READING PASSAGE:

------------------------------------------------------------------------

We use truncated normal priors on the GARCH parameters \(\alpha\) and \(\beta\) \[\begin{aligned} p\left( \alpha \right) &\propto \phi_{\mathcal N_2}\left( \alpha \mid \mu_\alpha, \Sigma_\alpha \right) \, \text{1} \left\{\alpha \in \mathbb R_+^2 \right\}\\ p\left( \beta \right) &\propto \phi_{\mathcal N_1}\left( \beta \mid \mu_\beta, \Sigma_\beta \right) \, \text{1} \left\{ \beta \in \mathbb R_+ \right\} \,, \end{aligned}\] where \(\mu_\bullet\) and \(\Sigma_\bullet\) are the hyperparameters, \(\text{1} \{\cdot\}\) is the indicator function and \(\phi_{\mathcal N_d}\) is the \(d\)-dimensional normal density.
The prior distribution of vector \(\varpi\) conditional on \(\nu\) is found by noting that the components \(\varpi_t\) are independent and identically distributed from the inverted gamma density, which yields \[\begin{aligned} p\left( \varpi \mid \nu \right) &= \left( \frac{\nu}{2} \right)^{\frac{T \nu} 2} \left[ \Gamma \left( \frac \nu 2 \right) \right]^{-T} \left( \prod_{t=1}^T \varpi_t \right)^{-\frac \nu 2 - 1} \\ &\times \exp \left[ -\frac{1}{2} \sum_{t=1}^T \frac \nu {\varpi_t} \right] \,. \end{aligned}\] We follow (Deschamps 2006) in the choice of the prior distribution on the degrees of freedom parameter. The distribution is a translated exponential with parameters \(\lambda > 0\) and \(\delta \geq 2\) \[p\left( \nu \right) = \lambda \exp \left[ -\lambda \left( \nu - \delta \right) \right] \, \text{1} \left\{\nu > \delta\right\}\,.\] For large values of \(\lambda\), the mass of the prior is concentrated in the neighborhood of \(\delta\) and a constraint on the degrees of freedom can be imposed in this manner. Normality of the errors is assumed when \(\delta\) is chosen large. As pointed out by Deschamps (2006), this prior density is useful for two reasons. First, it is potentially important, for numerical reasons, to bound the degrees of freedom parameter away from two to avoid explosion of the conditional variance. Second, we can approximate the normality of the errors while maintaining a reasonably tight prior which can improve the convergence of the sampler.
The joint prior distribution is then formed by assuming prior independence between the parameters, i.e. \(p(\psi, \varpi) = p(\alpha)p(\beta)p(\varpi\mid\nu)p(\nu)\).

------------------------------------------------------------------------

RECORD EXTRACTS:
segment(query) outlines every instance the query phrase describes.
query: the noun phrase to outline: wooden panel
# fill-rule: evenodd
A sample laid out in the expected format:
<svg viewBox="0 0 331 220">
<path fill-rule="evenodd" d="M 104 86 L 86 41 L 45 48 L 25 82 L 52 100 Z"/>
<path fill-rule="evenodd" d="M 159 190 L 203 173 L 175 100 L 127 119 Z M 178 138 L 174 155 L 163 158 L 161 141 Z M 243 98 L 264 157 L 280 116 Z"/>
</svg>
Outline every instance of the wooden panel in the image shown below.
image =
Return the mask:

------------------------------------------------------------------------

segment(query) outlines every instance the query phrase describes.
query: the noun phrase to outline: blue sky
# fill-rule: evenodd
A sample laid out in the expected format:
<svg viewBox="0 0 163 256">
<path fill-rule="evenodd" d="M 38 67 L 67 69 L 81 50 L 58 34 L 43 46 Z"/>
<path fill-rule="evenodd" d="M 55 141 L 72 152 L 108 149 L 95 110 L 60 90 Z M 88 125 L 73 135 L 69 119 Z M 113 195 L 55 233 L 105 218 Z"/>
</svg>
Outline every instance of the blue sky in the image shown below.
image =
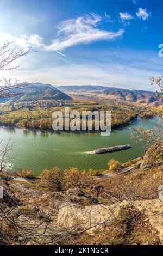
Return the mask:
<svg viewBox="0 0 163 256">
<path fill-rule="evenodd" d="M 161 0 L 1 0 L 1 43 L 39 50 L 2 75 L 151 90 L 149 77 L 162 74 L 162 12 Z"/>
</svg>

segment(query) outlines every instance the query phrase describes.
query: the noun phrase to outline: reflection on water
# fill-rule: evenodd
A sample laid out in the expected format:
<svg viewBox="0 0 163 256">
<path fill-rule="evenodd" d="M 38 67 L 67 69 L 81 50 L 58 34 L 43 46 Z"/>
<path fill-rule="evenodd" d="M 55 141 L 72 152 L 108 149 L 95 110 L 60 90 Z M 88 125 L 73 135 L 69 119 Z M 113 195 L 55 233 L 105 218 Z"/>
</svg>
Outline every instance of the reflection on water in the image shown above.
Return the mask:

------------------------------------------------------------------------

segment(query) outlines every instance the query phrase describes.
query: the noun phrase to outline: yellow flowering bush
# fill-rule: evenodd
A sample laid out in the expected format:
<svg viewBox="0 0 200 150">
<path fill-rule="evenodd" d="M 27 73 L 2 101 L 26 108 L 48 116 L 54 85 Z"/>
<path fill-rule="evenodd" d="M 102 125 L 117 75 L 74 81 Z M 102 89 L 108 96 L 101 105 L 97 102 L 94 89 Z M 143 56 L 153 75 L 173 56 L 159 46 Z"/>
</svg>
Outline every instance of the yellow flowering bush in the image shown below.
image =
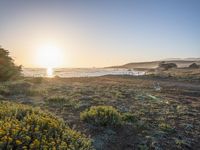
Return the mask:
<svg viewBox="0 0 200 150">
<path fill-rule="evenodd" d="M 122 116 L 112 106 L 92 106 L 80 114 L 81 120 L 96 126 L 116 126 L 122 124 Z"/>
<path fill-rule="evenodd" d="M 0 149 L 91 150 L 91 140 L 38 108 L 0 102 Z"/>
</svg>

------------------------------------------------------------------------

WHAT THE TASK REQUIRES: List every factor in the product that forms the joint prior p(ψ, ϖ) in the text on GARCH priors. The rows were taken from a separate source.

REPLY: p(α), p(β), p(ϖ | ν), p(ν)